Yazılı Alıştırma A ▸ Yargıtay kararına göre davacı, davalılara ait inşaatta hangi görevde ve günlük kaç TL yevmiye ile çalışmaktaydı?
Yazılı Alıştırma B ▸ Yargıtay kararında "YARGITAY KARARI" sözlerinden başlayıp "tazminat talebinde bulunmuştur." sözlerine kadar uzanan kısmın tamamını aynen tekrar yazınız.

Alıntı ▸
##############################

Yargıtay Kararı 21. Hukuk Dairesi 2017/1757 E. 2018/8458 K. 20.11.2018 T.

YARGITAY KARARI
DAİRE : 21. Hukuk Dairesi
ESAS NO : 2017/1757
KARAR NO : 2018/8458
KARAR TARİHİ : 20.11.2018

MAHKEMESİ : … Bölge Adliye Mahkemesi 7. Hukuk Dairesi
İLK DERECE
MAHKEMESİ : … 13. İş Mahkemesi

TÜRK MİLLETİ ADINA
K A R A R
A) Davacı İstemi;
Davacı vekili davalı şirketler arasında asıl işveren alt işveren ilişkisi olduğunu, davacının davalılara ait inşaatta günlük 80,00-TL yevmiye ile demirci ustası olarak çalıştığını, geçirdiği iş kazası sonucu malül kaldığını belirterek maddi ve manevi tazminat talebinde bulunmuştur.
B) Davalı Cevabı;
Davalı şirketler ve birleşen dava dosyasında davalı olan davalı … Sigorta A.Ş. vekilleri ayrı ayrı davanın reddi gerektiğini savunmuştur.
C) İlk Derece Mahkemesi Gerekçesi:
“Davacının ……Ltd. Şti.nden iş alan …..Ltd. Şti.’nde Demirci ustası olarak çalışmakta iken yürüme yolu olarak yapılan ahşap rampa iskelenin çökmesi sonucu iş kazası geçirerek yaralandığı, kazanın meydana gelmesinde mahkememizce alınan 27.01.2016 tarihli bilirkişi raporunda Davalı …..Ltd.Şti. Nin %47, davalı Asıl işveren ……Ltd.Şti nin A.Ş iş ortaklığının % 20, davacının %30 …..Ltd Şti yetkilisi …’ ın %3 oranında kusurlu olduğunun tespit edildiği, bilirkişi raporunun içeriği ve mahkememizde dinlenen tanık beyanları ile rapor içeriğinde işveren tarafından alınması gerektiği belirtilen önlemler ve yapılması gereken işlemlere göre rapor içeriğinin olayın oluş şekline uygun olduğu kanaatine varıldığından bu yönde başkaca inceleme ve araştırma yapılmasına gerek görülmemiş, iş kazası sonucu davacının %8,1 oranında maluliyetinin gerçekleştiği, maluliyet oranına göre ve davalıların kusur durumuna göre alınan aktüerya konusunda uzman bilirkişi raporunda maddi zararının 55.645,77 TL olduğunun tespit edildiği, raporda yasal düzenlemelere aykırı bir husus bulunmadığı her ne kadar sigorta şirket tarafından sorumluluklarının bulunmadığı belirtilmiş ise de … …A.Ş iş ortaklığı tarafından yapılan… Sigorta Poliçesinin 4. Maddesi kapsamında sorumluluğu bulunduğu görülmekle 55.645,77 TL zararın davalı sigorta şirketi poliçe limiti ile sorumlu olmak üzere davalılardan tahsiline,
Davacının meydana gelen olay nedeniyle duymuş olduğu elem ve acıdan dolayı, manevi tazminat da talep etmiş olması sebebi ile meydana gelen olay nedeni ile davacının duymuş olacağı elem ve acı da dikkate alınarak, kaza tarihinde yürürlükte bulunan Borçlar Kanunu’nun 47.maddesi ile, 01/07/2012 tarihinde yürürlüğe giren 6098 sayılı Türk Borçlar Kanunu’nun 56.maddesi hükümleri uyarınca bir miktar manevi tazminata da karar verilmesi gerektiği ve olayın oluş şekli, tarafların ekonomik ve sosyal durumları ile kusur durumları ve paranın satın alma gücü de dikkate alınarak, takdiren 15.000,00 TL manevi tazminata karar verilmiştir ” şeklinde belirtilmiştir.

##############################

Sağlanan Veriler ▸

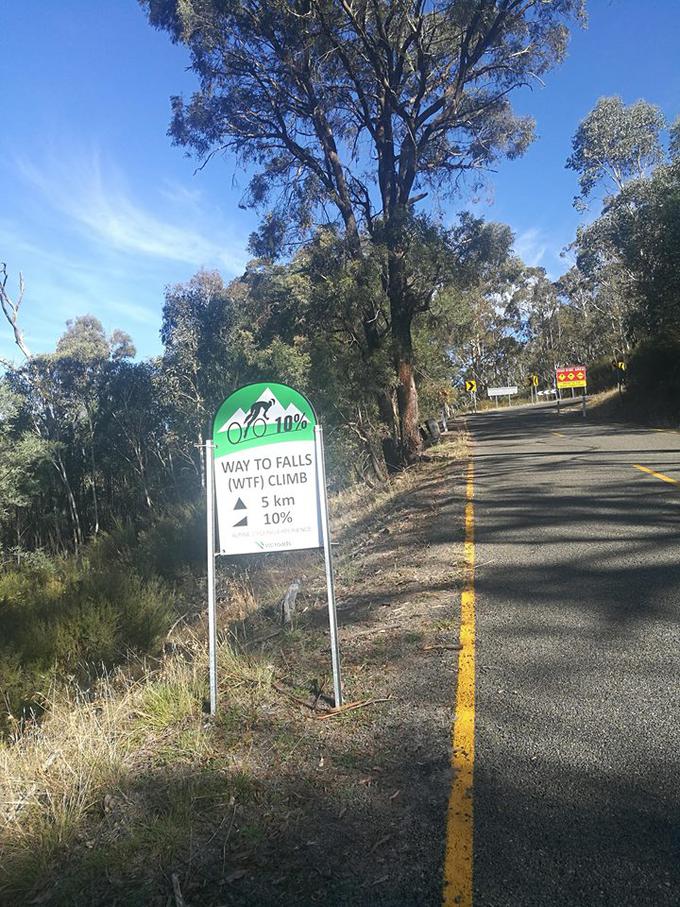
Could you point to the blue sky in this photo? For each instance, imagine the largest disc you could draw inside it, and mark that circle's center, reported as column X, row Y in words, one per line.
column 101, row 212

##############################

Beklenen Cevap A ▸ Günlük 80,00 TL yevmiye ile demirci ustası olarak çalışmaktaydı.

Beklenen Cevap B ▸
YARGITAY KARARI
DAİRE : 21. Hukuk Dairesi
ESAS NO : 2017/1757
KARAR NO : 2018/8458
KARAR TARİHİ : 20.11.2018

MAHKEMESİ : … Bölge Adliye Mahkemesi 7. Hukuk Dairesi
İLK DERECE
MAHKEMESİ : … 13. İş Mahkemesi

TÜRK MİLLETİ ADINA
K A R A R
A) Davacı İstemi;
Davacı vekili davalı şirketler arasında asıl işveren alt işveren ilişkisi olduğunu, davacının davalılara ait inşaatta günlük 80,00-TL yevmiye ile demirci ustası olarak çalıştığını, geçirdiği iş kazası sonucu malül kaldığını belirterek maddi ve manevi tazminat talebinde bulunmuştur.